Source information
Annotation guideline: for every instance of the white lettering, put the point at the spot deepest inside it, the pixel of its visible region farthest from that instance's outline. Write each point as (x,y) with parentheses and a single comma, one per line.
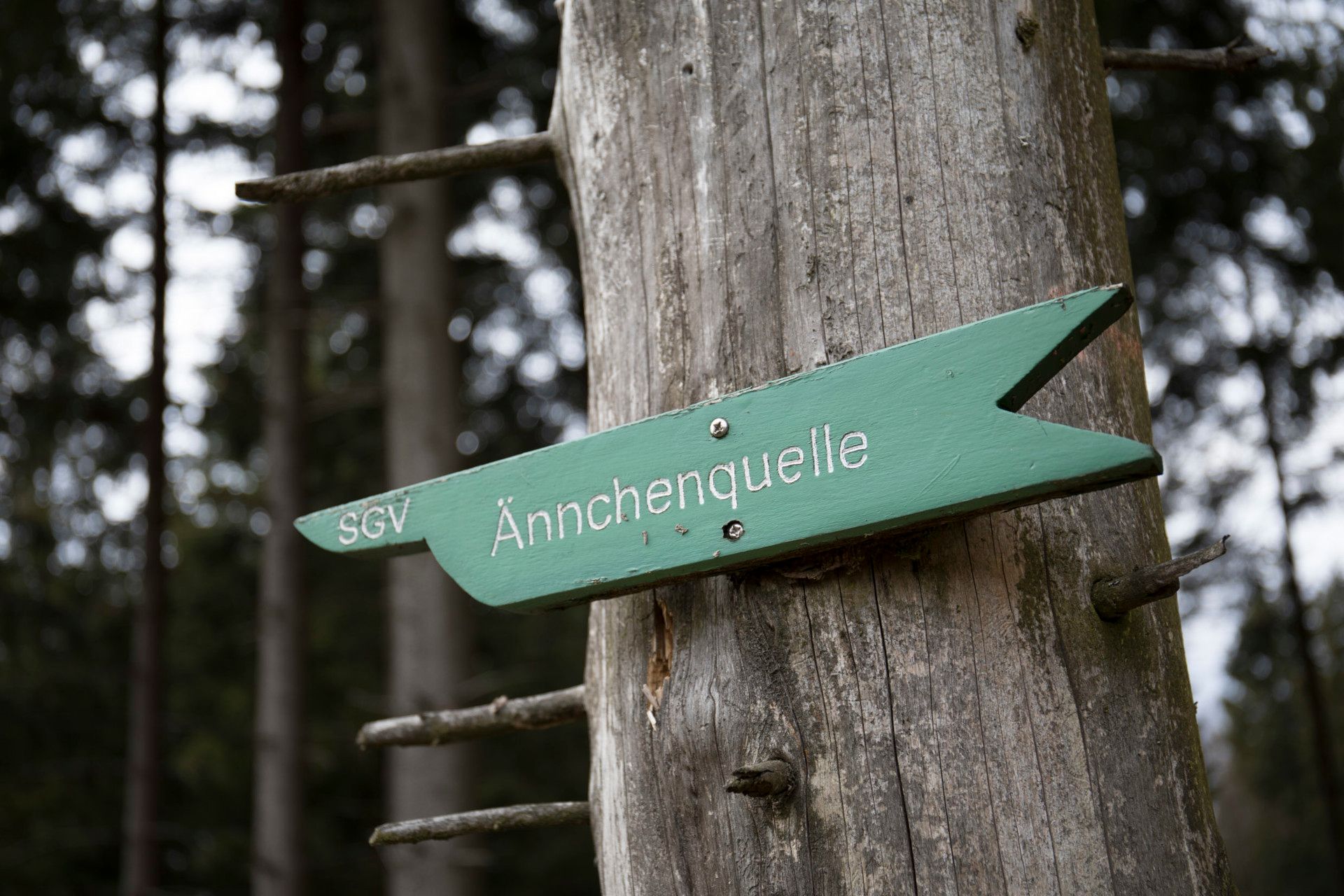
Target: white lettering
(656,496)
(531,520)
(781,464)
(846,449)
(382,527)
(746,473)
(606,522)
(512,526)
(347,524)
(732,469)
(664,493)
(622,493)
(578,516)
(398,524)
(680,486)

Task prompt
When you write out the material, reproduce each line exactly and omit any picture it holds.

The answer
Annotation guideline: for every instance of the white lettering, put the point at the spot deepest inside it, the pixel of its visible region farthest from that instance's outline. Write each point as (x,y) with parentheses and a single comma, one per line.
Target: white lettering
(656,496)
(531,520)
(781,464)
(846,449)
(382,527)
(746,473)
(606,522)
(512,526)
(347,524)
(732,469)
(664,493)
(622,493)
(578,516)
(398,524)
(680,486)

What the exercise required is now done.